TASK A
In the passage on religious knowledge, what was one of Schuon's central missions?
TASK B
List every person mentioned by name in the passage on religious knowledge.
TASK C
Write a continuation of the passage on religious knowledge, starting after its final sentence.

EXTRACT TO READ
····················
The sapiential dimension of religion has generally been lost, and one of Schuon's central missions was to restore this element, so that religion may once again speak to intellectually gifted men. Religious doctrines "provide a comprehensive and qualitative knowledge of the cosmos," even though it seems that the majority of modern men have lost their ability to grasp "the compatibility between the symbolic expressions of tradition and the material discoveries established by science." (Obviously, my book was an attempt to demonstrate this deep and even necessary compatibility.)
It is as if modern man wishes for the deeper truth that reveals the unity of the vertical and horizontal to be of the same character as profane horizontal knowledge, which it can never be. With this benighted approach, man forecloses in advance that which he wishes to know. Today, few so-called intellectuals are even capable of comprehending the arguments of a Meister Eckhart or Denys the Areopagite, for they aren't even in contact with the plane from which they speak and to which their writings apply.
Proofs of God are not linear equations, as in 2 + 2 = 4. Rather, their proof is contained in their formulation, very much in the manner that the "proof" of a great work of art is not separable from the work itself. The genuine work of art is its own proof, its own certificate of authenticity. It is vertically self-confirming, is it not? And although a particular instance, it is proof of the existence of art in general -- as well as of the artist. When we say that "the word became flesh," this is by virtue of the principle that the Divine takes on qualities that are accessible to man, and which speak to him through their very substance. They demonstrate both that the cosmos does not contain itself, nor that man contains himself -- that he is only man by dint of his self-transcendence.
····················
THE DATA
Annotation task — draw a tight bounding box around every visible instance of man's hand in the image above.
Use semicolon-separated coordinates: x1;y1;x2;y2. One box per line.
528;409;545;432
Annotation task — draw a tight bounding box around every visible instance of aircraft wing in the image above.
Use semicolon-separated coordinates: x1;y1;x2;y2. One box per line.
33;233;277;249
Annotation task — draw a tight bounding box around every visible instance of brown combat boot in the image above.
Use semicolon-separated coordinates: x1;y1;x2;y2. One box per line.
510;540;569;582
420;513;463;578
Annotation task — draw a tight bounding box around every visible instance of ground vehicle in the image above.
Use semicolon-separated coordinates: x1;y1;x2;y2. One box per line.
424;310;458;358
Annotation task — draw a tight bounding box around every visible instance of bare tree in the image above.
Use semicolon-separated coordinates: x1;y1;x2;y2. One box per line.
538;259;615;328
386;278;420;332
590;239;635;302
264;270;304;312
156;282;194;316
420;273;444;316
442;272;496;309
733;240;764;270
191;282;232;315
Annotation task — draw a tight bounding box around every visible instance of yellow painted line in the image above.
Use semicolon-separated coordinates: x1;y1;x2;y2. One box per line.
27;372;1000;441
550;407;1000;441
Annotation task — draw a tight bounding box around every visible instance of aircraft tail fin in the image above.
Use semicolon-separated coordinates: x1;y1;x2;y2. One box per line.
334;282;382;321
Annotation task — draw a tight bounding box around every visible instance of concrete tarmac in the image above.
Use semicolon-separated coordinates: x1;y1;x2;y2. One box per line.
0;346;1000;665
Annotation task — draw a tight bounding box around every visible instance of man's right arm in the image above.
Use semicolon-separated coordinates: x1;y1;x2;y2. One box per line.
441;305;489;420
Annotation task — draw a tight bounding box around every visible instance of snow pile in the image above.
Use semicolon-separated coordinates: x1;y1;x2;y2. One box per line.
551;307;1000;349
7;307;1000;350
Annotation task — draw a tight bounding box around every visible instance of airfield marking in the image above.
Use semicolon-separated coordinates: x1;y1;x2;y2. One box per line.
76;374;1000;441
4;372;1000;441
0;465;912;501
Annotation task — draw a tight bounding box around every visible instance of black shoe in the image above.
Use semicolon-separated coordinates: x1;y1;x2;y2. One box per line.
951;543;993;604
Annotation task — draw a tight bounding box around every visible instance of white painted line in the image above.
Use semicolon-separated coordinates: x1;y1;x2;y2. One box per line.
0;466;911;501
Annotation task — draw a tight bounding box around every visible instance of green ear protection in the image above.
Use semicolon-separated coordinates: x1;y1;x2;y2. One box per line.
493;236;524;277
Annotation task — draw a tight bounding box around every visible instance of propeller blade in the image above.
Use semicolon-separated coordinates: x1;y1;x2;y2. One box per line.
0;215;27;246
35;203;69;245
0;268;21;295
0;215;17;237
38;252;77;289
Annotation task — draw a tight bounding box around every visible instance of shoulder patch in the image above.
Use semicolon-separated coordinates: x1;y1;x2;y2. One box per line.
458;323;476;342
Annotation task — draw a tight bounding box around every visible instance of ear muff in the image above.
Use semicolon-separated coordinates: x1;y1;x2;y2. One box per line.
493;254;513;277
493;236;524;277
····················
EXERCISE OUTPUT A
To restore the sapiential dimension of religion, so that religion may once again speak to intellectually gifted men.

EXERCISE OUTPUT B
Schuon, Meister Eckhart, Denys the Areopagite

EXERCISE OUTPUT C
Thankfully, man's mind is not closed but open; it is open both horizontally and vertically. It opens out to the infinite -- or, to be perfectly accurate, the infinite opens into us: O--> (n). Praise God! And pass the I AM notion!
Although Schuon's writings are the essence of humanism -- being that they not only speak to the deepest level of our humanness, but attempt to preserve and resurrect it -- "humanism" has come to take on its opposite meaning in our disordered times. Thus, so-called humanists are actually profoundly anti-human, and specifically present us with a doctrine that cannot speak to the total man -- and therefore participate in genocide, both literal and symbolic -- or should we say, both vertically and horizontally. This de facto subhumanism can only speak to the fragmentary husk of man, not to the kernel (of which it naturally denies the existence) and embodies "the will to make oneself as useful as possible to a humanity as useless as possible."
Which is why Schuon's humanism is so useless to most people, whose own uselessness precedes them in advance of any encounter with the Real. For, to paraphrase Schuon, they blame the truth for their own refusal to admit it.
Follow the depth. And avoid the deeply shallow false lucidity of the terrible simplifiers.